#### What is expected
Look through the material below. Return exactly the lines from the one with "[[163, 150], [360, 179], [200, 106], [240, 173]]" through the one with "[[242, 66]]", both included.

#### Record extracts
[Start of Attachment]

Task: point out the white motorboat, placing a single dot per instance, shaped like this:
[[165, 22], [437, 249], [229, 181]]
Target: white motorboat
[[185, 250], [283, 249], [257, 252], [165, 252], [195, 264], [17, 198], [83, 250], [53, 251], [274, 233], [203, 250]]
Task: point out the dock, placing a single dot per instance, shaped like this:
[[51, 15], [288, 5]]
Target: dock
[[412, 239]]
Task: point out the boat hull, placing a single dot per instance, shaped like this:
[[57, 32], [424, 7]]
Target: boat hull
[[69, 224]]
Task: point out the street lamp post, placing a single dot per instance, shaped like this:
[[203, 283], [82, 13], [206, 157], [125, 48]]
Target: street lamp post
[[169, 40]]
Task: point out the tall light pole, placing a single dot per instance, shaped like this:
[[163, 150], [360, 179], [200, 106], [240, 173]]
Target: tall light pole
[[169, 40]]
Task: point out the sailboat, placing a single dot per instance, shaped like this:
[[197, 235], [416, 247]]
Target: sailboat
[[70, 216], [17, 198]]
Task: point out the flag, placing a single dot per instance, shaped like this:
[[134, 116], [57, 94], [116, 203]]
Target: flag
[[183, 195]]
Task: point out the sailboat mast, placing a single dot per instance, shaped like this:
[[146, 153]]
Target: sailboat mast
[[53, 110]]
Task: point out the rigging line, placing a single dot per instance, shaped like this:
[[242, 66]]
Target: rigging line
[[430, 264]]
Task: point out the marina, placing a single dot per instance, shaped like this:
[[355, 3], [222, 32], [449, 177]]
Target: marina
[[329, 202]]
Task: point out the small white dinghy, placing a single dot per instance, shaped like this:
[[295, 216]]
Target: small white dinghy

[End of Attachment]
[Start of Attachment]

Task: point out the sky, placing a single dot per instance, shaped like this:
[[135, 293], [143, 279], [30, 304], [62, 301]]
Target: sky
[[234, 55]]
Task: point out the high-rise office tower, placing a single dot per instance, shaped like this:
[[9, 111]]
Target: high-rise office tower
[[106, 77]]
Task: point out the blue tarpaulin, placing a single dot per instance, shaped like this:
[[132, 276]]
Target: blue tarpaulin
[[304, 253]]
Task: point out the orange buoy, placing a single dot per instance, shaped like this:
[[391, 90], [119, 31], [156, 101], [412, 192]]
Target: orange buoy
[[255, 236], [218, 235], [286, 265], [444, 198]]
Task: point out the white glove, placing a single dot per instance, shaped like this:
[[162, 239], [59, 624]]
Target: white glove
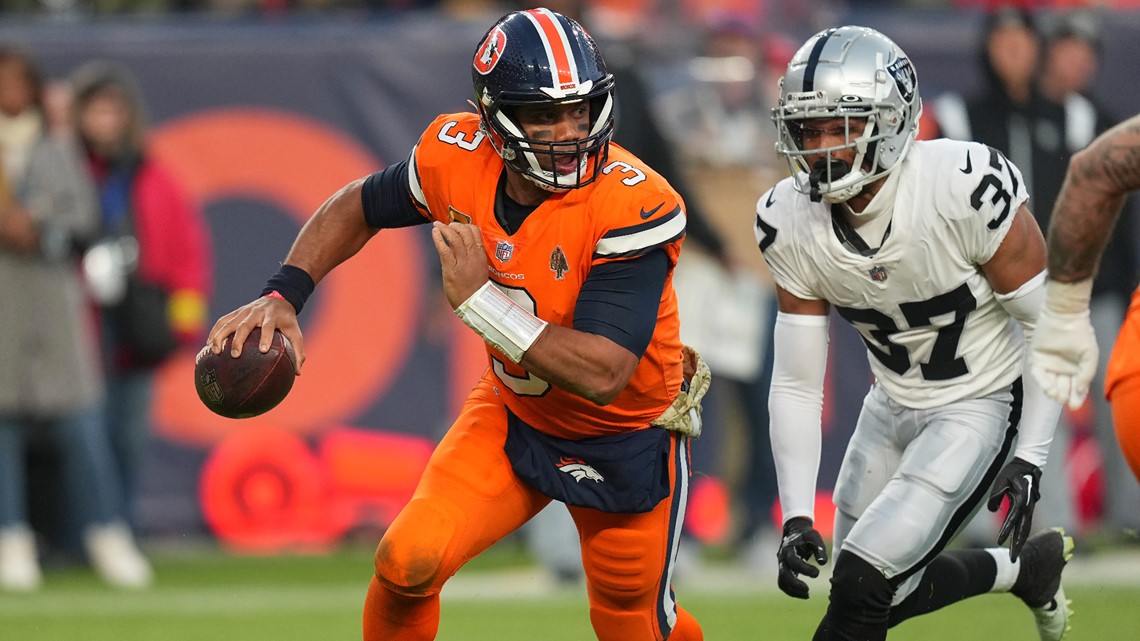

[End of Attachment]
[Start of Attachment]

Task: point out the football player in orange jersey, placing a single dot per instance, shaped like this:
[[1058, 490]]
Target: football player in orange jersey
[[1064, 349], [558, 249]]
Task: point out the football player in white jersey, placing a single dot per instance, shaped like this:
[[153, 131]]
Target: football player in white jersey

[End of Attachment]

#### Exercise output
[[163, 150], [360, 179], [200, 106], [240, 173]]
Target: tall light pole
[[169, 40]]
Task: point out the sailboat, placing a single dot per instance, shaped like this:
[[197, 235], [416, 247]]
Target: sailboat
[[70, 216], [17, 198]]
Task: point out the flag, placing a single dot per instance, shaped like this:
[[134, 116], [57, 94], [116, 203]]
Target: flag
[[183, 195]]
Task: point out the sailboat mast, placing a single dot per instance, shaped like this:
[[146, 153]]
Target: sailboat mast
[[53, 110]]
Task: point out the rigging line, placing a single dot per instance, shaped like this:
[[242, 66]]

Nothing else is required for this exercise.